**WHAT YOU ARE ASKED TO DO**
Please print, without any changes, the lines from the one containing "For sports analytics purposes, locate the adirondack" through the one containing "[306,102,455,178]", including both of those lines.

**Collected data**

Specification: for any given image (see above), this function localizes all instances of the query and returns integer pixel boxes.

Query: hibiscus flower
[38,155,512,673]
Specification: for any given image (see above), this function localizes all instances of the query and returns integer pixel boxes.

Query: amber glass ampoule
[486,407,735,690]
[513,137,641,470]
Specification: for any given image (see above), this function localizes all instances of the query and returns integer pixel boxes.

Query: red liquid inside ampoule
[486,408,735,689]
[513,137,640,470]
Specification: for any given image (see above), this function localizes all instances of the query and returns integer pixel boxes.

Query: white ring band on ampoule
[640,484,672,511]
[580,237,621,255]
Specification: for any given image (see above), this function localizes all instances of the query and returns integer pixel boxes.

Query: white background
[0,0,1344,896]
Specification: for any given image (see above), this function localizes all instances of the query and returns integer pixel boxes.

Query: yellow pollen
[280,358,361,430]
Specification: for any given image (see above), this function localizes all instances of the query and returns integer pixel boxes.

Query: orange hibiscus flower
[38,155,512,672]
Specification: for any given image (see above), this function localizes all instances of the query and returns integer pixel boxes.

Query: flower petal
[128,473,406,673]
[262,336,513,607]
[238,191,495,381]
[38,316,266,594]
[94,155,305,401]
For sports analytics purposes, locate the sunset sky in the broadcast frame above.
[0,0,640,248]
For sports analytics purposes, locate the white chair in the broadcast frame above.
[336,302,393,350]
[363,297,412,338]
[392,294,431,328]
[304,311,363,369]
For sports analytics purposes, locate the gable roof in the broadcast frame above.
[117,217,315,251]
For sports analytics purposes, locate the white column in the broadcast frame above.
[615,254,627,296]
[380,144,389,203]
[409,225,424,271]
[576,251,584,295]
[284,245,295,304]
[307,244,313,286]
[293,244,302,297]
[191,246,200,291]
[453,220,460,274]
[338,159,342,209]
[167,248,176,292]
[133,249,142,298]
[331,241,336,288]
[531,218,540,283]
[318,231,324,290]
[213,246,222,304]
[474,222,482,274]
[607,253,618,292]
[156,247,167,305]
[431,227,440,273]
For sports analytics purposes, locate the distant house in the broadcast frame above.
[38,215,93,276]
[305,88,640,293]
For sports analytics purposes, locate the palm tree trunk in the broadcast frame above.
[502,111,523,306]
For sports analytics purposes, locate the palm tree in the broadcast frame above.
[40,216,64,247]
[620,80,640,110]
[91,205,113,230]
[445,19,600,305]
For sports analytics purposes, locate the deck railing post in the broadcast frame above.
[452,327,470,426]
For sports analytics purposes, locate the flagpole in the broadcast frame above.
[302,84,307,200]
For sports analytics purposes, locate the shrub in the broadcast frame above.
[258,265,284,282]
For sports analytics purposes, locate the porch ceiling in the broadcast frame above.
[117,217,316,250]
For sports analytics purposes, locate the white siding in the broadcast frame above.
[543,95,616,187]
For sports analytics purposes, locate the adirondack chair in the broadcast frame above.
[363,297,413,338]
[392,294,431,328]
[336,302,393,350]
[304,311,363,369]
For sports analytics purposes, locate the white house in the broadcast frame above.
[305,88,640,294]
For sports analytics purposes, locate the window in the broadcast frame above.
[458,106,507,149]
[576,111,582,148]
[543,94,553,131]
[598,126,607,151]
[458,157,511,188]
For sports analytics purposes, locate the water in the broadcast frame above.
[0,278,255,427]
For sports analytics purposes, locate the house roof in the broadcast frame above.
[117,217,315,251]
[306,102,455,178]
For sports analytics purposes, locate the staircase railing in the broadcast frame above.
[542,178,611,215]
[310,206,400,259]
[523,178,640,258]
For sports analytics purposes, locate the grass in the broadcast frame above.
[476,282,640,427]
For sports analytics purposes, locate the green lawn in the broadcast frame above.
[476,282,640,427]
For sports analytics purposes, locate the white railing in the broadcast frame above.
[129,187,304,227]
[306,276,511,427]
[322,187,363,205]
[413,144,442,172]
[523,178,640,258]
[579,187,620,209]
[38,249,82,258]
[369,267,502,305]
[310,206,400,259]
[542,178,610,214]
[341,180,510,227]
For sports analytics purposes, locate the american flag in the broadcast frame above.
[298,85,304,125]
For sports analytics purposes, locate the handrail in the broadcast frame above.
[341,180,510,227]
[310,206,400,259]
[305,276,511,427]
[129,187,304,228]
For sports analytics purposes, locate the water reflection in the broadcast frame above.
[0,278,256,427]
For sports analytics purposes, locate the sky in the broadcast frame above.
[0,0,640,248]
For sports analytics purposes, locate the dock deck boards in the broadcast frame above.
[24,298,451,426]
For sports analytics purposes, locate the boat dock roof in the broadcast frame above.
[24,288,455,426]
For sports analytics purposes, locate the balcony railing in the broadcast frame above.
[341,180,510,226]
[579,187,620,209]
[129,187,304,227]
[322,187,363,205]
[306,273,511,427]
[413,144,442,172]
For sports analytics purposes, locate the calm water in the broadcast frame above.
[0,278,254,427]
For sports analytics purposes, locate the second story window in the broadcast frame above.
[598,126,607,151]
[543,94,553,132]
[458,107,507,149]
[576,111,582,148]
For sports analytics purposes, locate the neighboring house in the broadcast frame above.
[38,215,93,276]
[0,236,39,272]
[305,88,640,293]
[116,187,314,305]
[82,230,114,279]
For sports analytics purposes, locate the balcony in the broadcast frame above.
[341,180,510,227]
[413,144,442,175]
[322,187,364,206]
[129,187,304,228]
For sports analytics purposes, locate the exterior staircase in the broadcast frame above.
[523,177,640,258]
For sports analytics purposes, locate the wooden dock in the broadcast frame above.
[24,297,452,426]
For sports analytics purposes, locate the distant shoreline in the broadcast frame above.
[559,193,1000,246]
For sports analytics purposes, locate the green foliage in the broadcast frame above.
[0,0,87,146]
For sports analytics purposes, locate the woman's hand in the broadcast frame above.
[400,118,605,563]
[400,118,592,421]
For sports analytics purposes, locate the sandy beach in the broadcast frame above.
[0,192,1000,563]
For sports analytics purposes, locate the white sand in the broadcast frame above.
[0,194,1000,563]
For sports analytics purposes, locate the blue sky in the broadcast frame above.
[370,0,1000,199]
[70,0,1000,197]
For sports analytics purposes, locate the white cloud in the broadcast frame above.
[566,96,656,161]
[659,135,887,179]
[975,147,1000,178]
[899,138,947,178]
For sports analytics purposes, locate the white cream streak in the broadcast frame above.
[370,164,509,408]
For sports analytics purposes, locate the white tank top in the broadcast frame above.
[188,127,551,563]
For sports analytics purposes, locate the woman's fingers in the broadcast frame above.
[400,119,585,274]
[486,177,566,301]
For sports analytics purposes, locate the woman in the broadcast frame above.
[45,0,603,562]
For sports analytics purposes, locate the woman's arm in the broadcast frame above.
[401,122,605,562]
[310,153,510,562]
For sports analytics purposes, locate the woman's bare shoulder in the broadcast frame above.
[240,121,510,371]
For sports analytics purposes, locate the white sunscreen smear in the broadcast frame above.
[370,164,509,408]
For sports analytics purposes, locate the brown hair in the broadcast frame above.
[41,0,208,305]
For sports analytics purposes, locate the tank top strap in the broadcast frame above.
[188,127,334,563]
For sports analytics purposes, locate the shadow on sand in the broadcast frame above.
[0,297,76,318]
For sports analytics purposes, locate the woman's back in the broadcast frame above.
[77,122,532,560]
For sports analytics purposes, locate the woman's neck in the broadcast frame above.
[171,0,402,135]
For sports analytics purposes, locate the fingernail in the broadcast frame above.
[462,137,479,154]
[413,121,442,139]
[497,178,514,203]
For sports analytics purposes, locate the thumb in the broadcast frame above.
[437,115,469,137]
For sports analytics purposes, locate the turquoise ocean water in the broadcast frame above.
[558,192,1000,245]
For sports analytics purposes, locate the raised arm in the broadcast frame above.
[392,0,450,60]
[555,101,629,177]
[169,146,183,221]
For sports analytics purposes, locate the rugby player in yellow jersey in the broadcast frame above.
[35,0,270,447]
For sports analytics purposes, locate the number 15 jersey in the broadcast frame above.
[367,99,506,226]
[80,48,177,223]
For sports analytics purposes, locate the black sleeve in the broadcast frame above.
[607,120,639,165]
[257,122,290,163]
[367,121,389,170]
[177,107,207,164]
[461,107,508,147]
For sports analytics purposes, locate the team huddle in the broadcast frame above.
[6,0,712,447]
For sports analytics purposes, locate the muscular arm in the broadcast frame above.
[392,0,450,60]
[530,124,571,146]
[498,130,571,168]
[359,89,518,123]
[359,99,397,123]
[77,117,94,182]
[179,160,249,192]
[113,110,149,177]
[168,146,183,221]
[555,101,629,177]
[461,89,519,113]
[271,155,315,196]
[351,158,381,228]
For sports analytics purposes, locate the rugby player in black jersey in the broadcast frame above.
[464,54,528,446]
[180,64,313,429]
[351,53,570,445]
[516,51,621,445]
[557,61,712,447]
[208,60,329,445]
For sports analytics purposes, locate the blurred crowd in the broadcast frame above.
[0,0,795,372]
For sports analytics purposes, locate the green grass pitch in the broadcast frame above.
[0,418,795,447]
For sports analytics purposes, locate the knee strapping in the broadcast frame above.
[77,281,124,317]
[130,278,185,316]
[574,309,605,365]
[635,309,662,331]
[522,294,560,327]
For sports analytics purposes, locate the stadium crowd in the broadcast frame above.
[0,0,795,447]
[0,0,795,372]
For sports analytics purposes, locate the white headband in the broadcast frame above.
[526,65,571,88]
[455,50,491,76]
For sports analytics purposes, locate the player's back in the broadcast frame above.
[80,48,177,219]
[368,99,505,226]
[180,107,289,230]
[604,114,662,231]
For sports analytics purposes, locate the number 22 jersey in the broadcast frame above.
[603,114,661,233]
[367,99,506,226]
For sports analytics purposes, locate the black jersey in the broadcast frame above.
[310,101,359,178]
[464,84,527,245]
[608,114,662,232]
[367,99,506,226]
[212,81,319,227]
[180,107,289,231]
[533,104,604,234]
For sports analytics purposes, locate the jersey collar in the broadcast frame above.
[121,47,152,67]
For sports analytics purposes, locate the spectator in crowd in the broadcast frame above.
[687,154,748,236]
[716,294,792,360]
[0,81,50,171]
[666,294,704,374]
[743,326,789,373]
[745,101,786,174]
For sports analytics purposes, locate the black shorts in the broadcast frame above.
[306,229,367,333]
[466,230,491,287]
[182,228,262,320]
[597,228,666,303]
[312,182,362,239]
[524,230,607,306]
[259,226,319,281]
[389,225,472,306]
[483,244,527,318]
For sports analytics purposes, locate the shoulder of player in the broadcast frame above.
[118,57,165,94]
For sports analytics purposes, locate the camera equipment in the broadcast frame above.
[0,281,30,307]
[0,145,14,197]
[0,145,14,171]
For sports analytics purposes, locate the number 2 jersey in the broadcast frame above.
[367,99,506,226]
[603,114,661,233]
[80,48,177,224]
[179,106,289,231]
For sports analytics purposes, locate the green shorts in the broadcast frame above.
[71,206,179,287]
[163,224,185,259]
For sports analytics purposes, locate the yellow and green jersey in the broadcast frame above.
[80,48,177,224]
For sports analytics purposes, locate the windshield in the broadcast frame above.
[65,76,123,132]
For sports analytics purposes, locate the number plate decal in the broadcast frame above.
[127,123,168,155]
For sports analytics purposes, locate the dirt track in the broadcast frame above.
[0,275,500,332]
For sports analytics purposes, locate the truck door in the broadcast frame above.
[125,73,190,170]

**ANSWER**
For sports analytics purposes, locate the adirondack chair in the broadcast frame above.
[363,297,413,338]
[392,294,431,328]
[336,302,393,350]
[304,311,363,369]
For sports analytics purposes, locate the white house in the broadcast frame above.
[305,88,640,294]
For sports analytics purposes, locate the window in the broadcast frame above.
[458,106,507,149]
[576,111,582,148]
[543,94,553,131]
[598,126,607,151]
[458,157,511,188]
For sports analytics purposes, locate the water in the broadcast frame above.
[0,278,255,427]
For sports analytics purposes, locate the house roof in the broadcast frame above.
[117,217,315,251]
[306,102,455,178]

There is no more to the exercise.